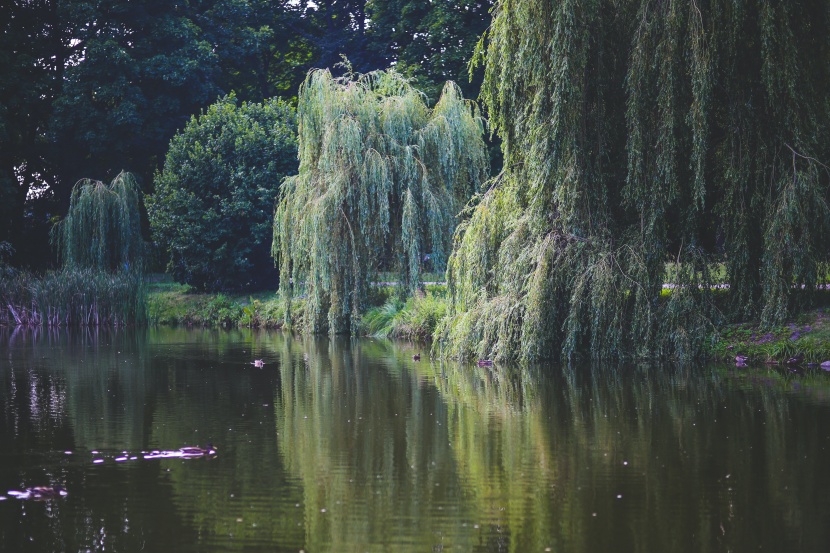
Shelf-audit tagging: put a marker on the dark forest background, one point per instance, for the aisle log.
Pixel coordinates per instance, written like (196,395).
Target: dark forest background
(90,88)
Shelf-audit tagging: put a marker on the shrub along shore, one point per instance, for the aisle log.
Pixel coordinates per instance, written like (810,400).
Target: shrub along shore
(87,298)
(415,318)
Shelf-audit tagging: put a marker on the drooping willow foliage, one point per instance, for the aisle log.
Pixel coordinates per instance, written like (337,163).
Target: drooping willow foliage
(102,229)
(381,179)
(645,142)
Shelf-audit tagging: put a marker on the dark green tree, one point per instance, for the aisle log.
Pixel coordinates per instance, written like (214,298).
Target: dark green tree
(644,142)
(432,41)
(102,229)
(135,74)
(214,200)
(381,179)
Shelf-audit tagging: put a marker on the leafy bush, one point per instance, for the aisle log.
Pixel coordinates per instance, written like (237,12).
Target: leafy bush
(213,203)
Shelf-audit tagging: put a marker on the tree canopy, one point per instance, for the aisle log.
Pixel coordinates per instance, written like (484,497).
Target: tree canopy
(102,230)
(214,199)
(381,179)
(645,143)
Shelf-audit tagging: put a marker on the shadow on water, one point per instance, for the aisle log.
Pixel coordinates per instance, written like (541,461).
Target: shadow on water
(351,445)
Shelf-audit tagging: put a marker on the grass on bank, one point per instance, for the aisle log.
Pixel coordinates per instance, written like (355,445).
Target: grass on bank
(807,334)
(170,303)
(72,297)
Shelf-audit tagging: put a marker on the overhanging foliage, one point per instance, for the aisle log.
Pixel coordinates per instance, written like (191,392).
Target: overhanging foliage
(381,179)
(644,142)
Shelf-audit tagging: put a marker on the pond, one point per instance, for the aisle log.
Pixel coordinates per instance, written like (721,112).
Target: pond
(352,446)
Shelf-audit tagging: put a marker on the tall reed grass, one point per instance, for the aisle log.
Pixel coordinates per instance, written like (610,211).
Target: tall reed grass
(72,297)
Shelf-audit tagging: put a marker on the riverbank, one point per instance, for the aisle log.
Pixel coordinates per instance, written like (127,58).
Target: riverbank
(415,319)
(807,335)
(388,316)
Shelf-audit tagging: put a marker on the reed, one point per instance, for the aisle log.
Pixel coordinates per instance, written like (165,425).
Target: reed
(73,297)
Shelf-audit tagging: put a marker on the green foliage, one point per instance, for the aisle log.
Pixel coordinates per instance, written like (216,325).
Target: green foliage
(433,41)
(73,297)
(381,179)
(414,319)
(711,157)
(212,207)
(177,304)
(102,230)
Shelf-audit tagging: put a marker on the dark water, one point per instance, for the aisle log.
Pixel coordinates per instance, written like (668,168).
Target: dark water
(352,446)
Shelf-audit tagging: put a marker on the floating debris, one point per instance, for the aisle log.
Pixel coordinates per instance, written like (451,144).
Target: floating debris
(38,493)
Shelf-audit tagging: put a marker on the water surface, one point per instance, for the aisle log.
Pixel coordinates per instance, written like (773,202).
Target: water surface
(339,445)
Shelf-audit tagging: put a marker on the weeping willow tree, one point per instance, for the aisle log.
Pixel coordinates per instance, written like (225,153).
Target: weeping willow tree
(102,230)
(381,179)
(645,142)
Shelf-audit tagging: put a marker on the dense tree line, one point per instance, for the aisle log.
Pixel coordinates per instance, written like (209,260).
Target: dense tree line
(646,142)
(89,88)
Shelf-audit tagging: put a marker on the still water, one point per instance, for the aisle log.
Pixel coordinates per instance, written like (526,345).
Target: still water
(351,446)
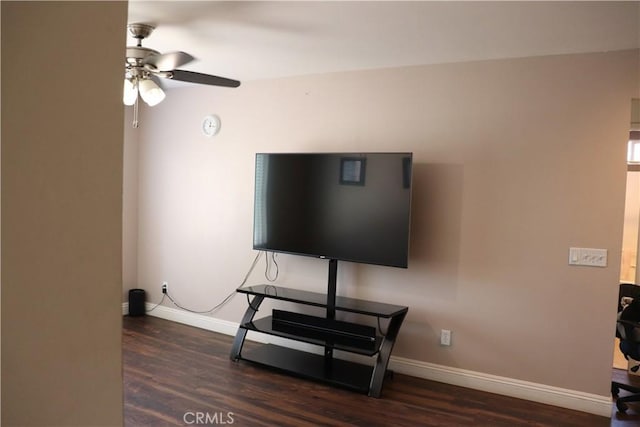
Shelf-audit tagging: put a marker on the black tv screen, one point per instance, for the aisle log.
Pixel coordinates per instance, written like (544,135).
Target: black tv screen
(342,206)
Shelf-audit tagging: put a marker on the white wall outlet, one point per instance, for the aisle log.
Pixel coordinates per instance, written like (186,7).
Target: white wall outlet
(588,257)
(445,337)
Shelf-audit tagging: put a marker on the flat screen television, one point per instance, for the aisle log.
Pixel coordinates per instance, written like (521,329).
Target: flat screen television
(339,206)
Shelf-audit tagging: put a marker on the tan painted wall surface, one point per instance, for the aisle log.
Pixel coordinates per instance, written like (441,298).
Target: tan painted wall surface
(515,162)
(62,133)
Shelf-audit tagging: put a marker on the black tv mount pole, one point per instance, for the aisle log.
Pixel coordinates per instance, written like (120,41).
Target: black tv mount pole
(331,307)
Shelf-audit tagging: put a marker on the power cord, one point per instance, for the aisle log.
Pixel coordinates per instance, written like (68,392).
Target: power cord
(225,300)
(267,268)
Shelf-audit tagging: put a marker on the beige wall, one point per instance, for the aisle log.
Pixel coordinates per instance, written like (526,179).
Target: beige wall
(515,162)
(62,133)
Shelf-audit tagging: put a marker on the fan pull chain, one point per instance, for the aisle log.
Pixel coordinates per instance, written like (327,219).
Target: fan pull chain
(135,113)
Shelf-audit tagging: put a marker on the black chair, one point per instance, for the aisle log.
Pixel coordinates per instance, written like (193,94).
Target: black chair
(628,331)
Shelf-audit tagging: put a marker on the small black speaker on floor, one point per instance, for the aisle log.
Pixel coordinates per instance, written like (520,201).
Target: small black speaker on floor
(136,302)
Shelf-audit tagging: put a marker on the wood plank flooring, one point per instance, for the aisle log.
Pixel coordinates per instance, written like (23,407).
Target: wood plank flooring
(177,375)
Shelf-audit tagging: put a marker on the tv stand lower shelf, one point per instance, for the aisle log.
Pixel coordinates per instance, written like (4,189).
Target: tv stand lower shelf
(321,367)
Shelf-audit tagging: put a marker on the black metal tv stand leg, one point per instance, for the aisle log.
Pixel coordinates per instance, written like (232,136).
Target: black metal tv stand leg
(236,348)
(382,361)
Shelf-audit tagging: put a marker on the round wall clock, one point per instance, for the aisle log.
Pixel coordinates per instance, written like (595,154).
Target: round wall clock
(211,125)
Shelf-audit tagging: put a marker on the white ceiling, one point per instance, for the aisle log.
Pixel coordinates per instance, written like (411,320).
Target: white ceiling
(262,40)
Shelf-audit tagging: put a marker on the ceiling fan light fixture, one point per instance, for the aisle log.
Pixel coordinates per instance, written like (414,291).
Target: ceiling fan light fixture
(130,93)
(150,92)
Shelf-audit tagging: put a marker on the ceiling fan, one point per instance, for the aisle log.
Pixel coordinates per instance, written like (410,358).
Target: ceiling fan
(143,65)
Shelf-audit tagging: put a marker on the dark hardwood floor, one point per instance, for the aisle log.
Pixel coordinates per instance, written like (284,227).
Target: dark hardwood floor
(177,375)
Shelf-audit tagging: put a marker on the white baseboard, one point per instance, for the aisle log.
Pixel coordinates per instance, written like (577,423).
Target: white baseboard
(541,393)
(564,398)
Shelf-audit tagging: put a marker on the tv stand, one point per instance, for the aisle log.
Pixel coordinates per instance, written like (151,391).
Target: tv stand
(325,332)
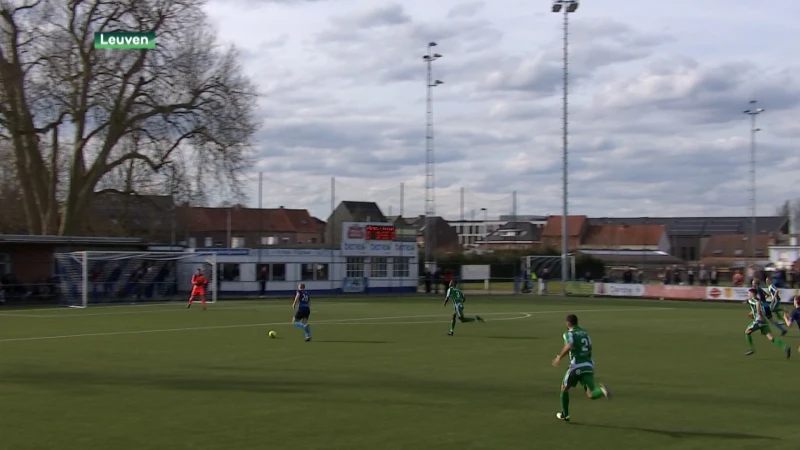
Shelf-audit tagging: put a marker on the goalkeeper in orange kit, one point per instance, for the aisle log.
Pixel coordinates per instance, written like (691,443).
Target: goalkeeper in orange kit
(199,282)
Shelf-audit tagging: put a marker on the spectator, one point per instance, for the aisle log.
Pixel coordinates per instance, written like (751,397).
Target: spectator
(738,279)
(262,280)
(543,279)
(627,276)
(428,278)
(676,275)
(702,275)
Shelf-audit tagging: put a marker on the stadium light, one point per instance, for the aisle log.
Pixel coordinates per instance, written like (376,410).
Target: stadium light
(567,7)
(430,180)
(753,112)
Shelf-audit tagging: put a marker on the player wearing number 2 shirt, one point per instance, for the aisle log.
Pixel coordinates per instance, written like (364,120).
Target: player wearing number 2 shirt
(578,345)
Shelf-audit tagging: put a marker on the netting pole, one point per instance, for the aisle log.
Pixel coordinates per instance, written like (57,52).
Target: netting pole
(85,278)
(214,275)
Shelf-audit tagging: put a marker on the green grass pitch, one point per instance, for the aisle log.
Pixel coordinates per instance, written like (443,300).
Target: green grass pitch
(382,374)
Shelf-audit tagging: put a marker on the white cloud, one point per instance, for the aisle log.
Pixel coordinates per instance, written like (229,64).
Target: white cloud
(656,123)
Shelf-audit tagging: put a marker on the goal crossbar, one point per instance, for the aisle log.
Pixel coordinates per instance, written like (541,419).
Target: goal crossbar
(98,277)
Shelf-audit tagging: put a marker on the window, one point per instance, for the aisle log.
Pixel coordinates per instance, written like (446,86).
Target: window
(355,267)
(262,272)
(279,272)
(228,272)
(322,271)
(400,269)
(379,267)
(5,264)
(307,272)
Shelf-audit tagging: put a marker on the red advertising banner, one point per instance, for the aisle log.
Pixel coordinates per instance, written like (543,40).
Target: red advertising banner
(675,291)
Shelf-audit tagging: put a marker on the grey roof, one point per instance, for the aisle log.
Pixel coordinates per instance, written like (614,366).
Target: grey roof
(701,226)
(364,211)
(523,232)
(523,218)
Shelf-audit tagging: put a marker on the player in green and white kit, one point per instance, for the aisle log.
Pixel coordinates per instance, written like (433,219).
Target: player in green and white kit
(455,295)
(581,366)
(774,298)
(760,323)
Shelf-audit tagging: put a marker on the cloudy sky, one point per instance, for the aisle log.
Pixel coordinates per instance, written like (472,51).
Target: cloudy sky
(658,90)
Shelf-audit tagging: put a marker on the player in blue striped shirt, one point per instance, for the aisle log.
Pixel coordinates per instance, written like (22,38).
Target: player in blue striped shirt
(302,307)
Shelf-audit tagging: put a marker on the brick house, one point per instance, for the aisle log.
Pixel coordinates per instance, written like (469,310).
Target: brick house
(626,237)
(236,227)
(514,236)
(726,250)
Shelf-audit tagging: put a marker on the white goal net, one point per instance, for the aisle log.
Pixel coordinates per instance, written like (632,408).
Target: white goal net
(87,278)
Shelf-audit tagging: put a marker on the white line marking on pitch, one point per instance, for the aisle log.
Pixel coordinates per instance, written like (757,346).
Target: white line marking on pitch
(357,321)
(77,313)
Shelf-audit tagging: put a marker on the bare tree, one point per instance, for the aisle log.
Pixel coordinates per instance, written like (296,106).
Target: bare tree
(83,121)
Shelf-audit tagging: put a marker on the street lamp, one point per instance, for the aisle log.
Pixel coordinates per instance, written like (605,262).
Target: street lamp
(485,226)
(430,180)
(753,112)
(567,7)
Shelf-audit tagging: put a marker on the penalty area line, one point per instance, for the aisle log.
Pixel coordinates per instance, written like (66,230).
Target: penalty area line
(350,321)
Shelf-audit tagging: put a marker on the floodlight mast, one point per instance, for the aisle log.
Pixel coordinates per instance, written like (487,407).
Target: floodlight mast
(753,112)
(566,7)
(430,179)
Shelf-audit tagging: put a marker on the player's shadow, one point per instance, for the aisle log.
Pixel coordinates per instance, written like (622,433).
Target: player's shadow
(677,434)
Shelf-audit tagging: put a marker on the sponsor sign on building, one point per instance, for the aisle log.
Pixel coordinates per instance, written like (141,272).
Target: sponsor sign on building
(379,241)
(619,289)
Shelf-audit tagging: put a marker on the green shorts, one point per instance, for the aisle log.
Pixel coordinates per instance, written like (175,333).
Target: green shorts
(583,375)
(758,326)
(458,309)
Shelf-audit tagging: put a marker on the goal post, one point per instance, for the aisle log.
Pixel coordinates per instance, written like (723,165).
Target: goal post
(98,277)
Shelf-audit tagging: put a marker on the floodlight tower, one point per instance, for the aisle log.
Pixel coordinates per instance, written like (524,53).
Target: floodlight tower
(566,7)
(430,179)
(753,112)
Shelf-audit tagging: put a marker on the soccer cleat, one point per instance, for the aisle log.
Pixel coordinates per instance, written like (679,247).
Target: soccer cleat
(606,391)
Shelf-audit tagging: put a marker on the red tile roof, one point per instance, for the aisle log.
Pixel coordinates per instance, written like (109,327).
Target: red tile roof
(616,235)
(553,226)
(250,219)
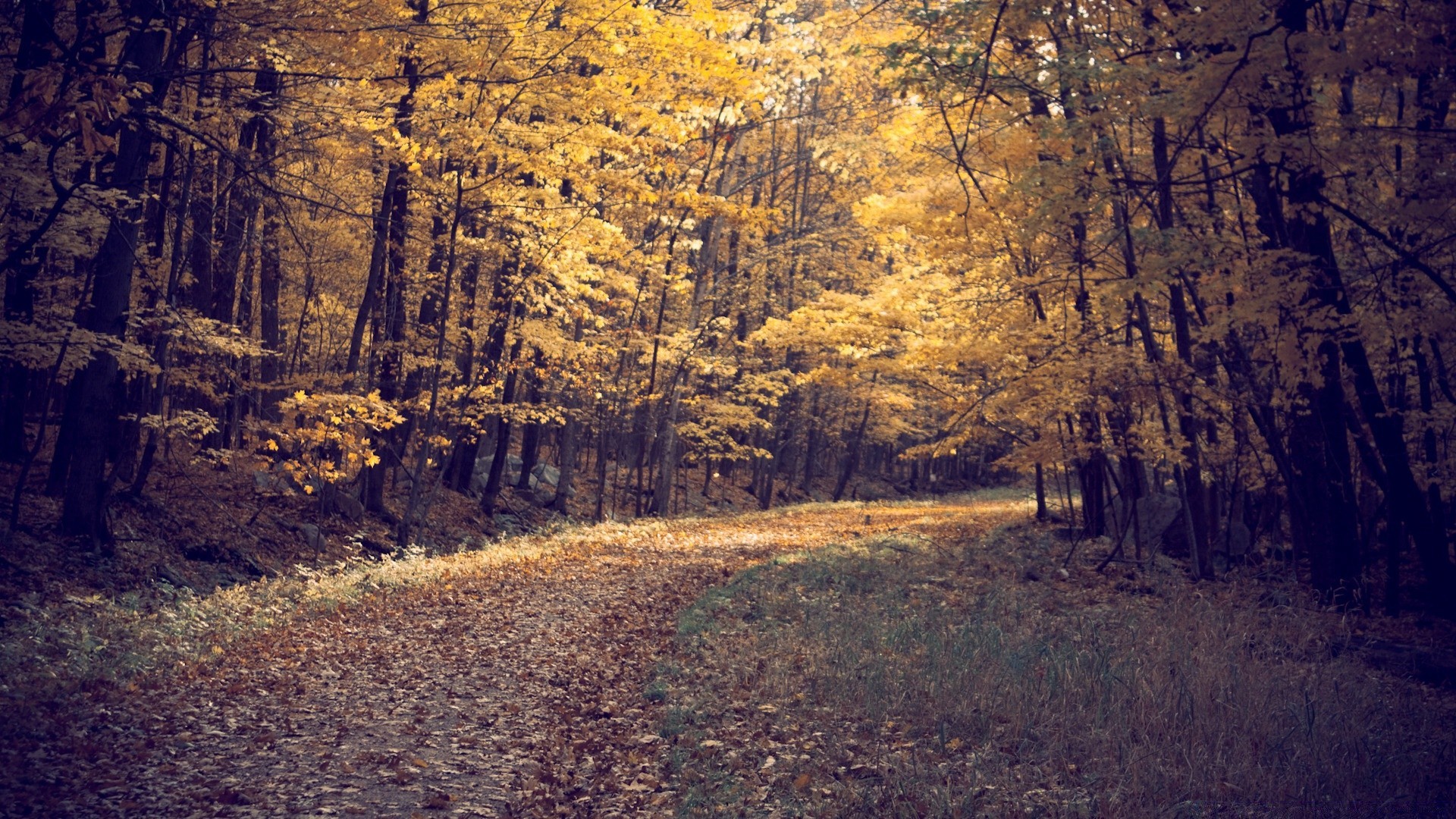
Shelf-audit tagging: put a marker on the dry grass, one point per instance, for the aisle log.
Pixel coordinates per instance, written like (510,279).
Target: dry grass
(934,672)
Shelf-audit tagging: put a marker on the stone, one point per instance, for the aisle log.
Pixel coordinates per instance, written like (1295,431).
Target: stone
(1156,515)
(313,537)
(1238,539)
(348,506)
(546,474)
(482,471)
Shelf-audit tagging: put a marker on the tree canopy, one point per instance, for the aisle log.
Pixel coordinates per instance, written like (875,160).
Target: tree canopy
(1191,265)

■ **To be done**
Print only the lines from the one with "Shelf-audit tagging: put a marker on the dry" to the end of the records, both included.

■ **Reply**
Shelf-audit tagging: put a marker on the dry grass, one point per instance, for the aisle log.
Pixel coordinates per instance, written like (510,279).
Target: dry grass
(934,672)
Shelf-audit tagging: put a marker on the stone, one point per instance, for the aisle log.
Pixel coordinates per instance, written like (1295,431).
Target: stone
(1156,515)
(313,537)
(1238,539)
(348,506)
(546,474)
(482,471)
Shelf-audit tagging: put a marker on the tree canopy, one point per instance, for the aisle log.
Pixel coordinates per instance, written like (875,160).
Target: tree canopy
(1191,265)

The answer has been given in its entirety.